◆ Task ◆
In the records below, locate the line containing "of the stone", then extract it and all following lines exactly, ending with the last line.

Source records:
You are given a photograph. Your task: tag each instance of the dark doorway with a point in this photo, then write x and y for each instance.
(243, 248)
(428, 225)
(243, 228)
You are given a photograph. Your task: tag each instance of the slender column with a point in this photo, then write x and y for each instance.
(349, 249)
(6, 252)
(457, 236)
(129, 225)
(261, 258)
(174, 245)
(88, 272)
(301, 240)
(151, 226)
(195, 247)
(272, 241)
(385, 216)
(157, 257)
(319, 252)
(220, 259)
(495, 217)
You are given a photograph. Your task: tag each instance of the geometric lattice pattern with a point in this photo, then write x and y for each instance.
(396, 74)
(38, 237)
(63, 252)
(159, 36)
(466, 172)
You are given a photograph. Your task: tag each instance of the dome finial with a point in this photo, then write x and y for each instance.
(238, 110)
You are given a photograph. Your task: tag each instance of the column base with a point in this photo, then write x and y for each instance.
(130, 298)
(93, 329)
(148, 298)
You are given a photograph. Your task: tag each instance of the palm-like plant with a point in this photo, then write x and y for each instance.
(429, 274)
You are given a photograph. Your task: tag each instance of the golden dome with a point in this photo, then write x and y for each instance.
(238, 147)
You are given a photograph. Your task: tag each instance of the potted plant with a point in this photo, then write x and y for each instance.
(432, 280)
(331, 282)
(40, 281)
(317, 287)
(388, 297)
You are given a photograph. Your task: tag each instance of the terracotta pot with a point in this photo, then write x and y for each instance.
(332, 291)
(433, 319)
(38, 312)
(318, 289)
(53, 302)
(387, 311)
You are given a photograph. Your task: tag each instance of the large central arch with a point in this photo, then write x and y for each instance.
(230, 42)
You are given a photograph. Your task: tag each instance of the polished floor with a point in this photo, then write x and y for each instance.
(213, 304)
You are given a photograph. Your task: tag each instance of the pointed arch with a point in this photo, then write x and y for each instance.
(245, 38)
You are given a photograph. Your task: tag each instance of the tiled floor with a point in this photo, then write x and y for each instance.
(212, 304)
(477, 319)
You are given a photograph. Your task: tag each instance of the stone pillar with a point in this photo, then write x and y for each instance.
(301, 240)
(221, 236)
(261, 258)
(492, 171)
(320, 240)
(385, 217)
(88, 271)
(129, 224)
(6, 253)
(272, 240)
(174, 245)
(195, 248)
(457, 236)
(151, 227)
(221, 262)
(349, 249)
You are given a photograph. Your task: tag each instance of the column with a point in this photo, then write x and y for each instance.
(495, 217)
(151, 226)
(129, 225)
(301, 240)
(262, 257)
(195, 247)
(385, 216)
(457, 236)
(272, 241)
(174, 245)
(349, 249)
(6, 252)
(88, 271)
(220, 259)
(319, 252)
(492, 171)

◆ Right answer ◆
You are given a photograph. Your task: tag each instance of the stone pillar with a point in this photo, then write x and y for each instance.
(301, 240)
(221, 236)
(261, 258)
(492, 171)
(320, 240)
(385, 217)
(88, 271)
(129, 224)
(6, 253)
(272, 240)
(174, 245)
(195, 248)
(457, 236)
(151, 227)
(221, 262)
(349, 249)
You are given a photograph. Your task: tag each instance of the column with a point in this photo, then write x and y for each instance.
(495, 217)
(151, 226)
(129, 225)
(301, 240)
(262, 257)
(195, 247)
(385, 216)
(457, 236)
(272, 241)
(174, 245)
(349, 249)
(6, 252)
(88, 271)
(220, 259)
(319, 252)
(492, 171)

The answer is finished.